> [STUDY TEXT]:
********

This time, Santorum enjoys a commanding lead in the latest poll. A Quinnipiac University survey of registered Republicans released last week had him with 36 percent to 22 percent for Romney, the former Massachusetts governor who is the GOP establishment's choice for the nomination, but who continues to face resistance on the right.
Paul, the Texas congressman, drew 12 percent support in the poll, and former House Speaker Gingrich had 8 percent.
Interestingly, the same poll found that GOP women in Pennsylvania preferred Santorum to Romney, 41 percent to 18 percent. Men were about evenly split between the two leaders: 30 percent for Santorum, 27 percent for Romney.
The "gender gap" in Santorum's favor is striking, as he has written and inveighed against the trend of working women damaging the integrity of the American family, opposes abortion rights, and recently was talking about his view that birth control is immoral (though he does not want to ban it for those who disagree with him). Of course, many women agree with Santorum's positions, particularly on abortion.
The poll results, based on interviews with 508 registered GOP voters conducted March 7-12, are subject to a margin of error of plus or minus 4.4 percentage points.
While Republican leaders are worried that Santorum might be a drag on down-ballot candidates as a presidential nominee, driving away independents, the Pennsylvania primary electorate seems tailor-made for him.
"The deck is stacked against Romney to win the popular vote," said James Lee, president of Susquehanna Polling & Research, a Republican survey firm based in Harrisburg.
Part of the reason, he said, is how the party has changed.
"The Pennsylvania party went through a kind of purification process a few years ago when hundreds of thousands of people switched to the Democrats to vote in the Obama-Hillary brawl," Lee said. "You're left with a much more conservative-leaning statewide primary electorate."
Half of likely Republican primary voters in Susquehanna's surveys say they identify with the tea party, and nearly 60 percent describe themselves as "very conservative," Lee said. About 35 percent of the GOP electorate lives in metropolitan areas, he said, and two-thirds are rural.

********

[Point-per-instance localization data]
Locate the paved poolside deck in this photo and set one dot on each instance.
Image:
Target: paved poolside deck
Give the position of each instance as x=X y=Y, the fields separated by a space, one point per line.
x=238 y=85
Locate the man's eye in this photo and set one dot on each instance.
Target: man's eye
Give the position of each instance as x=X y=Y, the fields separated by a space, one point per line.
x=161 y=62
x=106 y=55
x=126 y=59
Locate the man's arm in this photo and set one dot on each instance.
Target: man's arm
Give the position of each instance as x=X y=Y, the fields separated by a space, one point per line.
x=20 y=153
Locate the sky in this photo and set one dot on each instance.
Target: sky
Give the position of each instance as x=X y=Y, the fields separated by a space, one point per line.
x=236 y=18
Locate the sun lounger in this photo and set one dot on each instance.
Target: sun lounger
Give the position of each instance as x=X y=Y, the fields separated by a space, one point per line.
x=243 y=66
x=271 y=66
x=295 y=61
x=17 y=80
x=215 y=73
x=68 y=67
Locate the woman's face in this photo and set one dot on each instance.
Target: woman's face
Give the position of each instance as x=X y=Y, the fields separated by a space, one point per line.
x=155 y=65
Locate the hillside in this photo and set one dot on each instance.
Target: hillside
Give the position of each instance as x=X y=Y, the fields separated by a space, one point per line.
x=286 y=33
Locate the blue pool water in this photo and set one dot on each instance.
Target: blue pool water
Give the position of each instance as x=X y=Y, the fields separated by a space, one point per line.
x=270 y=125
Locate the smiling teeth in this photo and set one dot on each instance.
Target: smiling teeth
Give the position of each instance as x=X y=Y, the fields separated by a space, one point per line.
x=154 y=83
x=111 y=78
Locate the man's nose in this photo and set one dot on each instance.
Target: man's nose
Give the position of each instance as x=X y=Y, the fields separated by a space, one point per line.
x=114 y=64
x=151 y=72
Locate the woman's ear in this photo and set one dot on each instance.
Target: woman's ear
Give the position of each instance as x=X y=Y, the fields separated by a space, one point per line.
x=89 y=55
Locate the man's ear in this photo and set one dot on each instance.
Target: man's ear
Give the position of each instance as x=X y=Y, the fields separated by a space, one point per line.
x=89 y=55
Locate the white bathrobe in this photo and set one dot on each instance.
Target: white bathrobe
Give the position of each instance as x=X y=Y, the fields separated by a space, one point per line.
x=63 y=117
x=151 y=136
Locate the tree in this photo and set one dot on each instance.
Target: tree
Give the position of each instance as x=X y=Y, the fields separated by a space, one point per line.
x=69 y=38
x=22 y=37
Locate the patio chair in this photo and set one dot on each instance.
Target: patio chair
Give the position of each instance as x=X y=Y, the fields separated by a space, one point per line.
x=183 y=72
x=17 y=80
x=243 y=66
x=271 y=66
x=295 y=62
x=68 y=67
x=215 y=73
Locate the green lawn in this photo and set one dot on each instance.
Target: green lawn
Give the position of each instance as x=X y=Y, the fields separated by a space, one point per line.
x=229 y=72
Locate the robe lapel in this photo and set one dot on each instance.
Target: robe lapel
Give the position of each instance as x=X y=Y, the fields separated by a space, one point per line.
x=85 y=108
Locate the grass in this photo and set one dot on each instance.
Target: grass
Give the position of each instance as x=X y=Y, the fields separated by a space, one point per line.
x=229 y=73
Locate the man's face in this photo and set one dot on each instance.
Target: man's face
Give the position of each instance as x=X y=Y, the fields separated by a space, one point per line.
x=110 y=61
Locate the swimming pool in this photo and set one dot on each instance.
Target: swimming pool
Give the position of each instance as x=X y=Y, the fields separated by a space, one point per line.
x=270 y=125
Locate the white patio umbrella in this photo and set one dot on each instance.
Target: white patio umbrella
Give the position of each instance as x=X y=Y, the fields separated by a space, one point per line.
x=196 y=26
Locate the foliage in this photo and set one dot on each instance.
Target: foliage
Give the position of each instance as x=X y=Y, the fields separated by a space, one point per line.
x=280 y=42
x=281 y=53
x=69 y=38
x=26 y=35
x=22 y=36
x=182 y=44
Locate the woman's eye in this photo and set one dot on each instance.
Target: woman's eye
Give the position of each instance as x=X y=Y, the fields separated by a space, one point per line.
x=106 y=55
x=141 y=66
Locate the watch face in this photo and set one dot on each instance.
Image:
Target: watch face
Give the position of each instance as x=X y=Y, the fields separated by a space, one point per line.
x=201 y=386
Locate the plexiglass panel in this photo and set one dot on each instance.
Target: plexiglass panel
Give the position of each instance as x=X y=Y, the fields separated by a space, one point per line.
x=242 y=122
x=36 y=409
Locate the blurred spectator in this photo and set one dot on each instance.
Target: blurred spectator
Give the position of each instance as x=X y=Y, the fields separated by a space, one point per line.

********

> [REQUIRED TASKS]:
- A) In the article on the Pennsylvania primary, rewrite the paragraph that begins "Half of likely Republican primary voters" as a short list that keeps its main facts.
- B) In the article on the Pennsylvania primary, what is the margin of error for the Quinnipiac poll?
- C) Retype the part of the article on the Pennsylvania primary starting with "Interestingly, the same" and going on through "particularly on abortion.".
The entries come from a separate source.

> [TASK RESULTS]:
- A)
- Half of likely Republican primary voters in Susquehanna's surveys identify with the tea party.
- Nearly 60 percent call themselves "very conservative."
- About 35 percent of the GOP electorate lives in metropolitan areas.
- Two-thirds are rural.
- Source: James Lee.

- B) Plus or minus 4.4 percentage points.

- C)
Interestingly, the same poll found that GOP women in Pennsylvania preferred Santorum to Romney, 41 percent to 18 percent. Men were about evenly split between the two leaders: 30 percent for Santorum, 27 percent for Romney.
The "gender gap" in Santorum's favor is striking, as he has written and inveighed against the trend of working women damaging the integrity of the American family, opposes abortion rights, and recently was talking about his view that birth control is immoral (though he does not want to ban it for those who disagree with him). Of course, many women agree with Santorum's positions, particularly on abortion.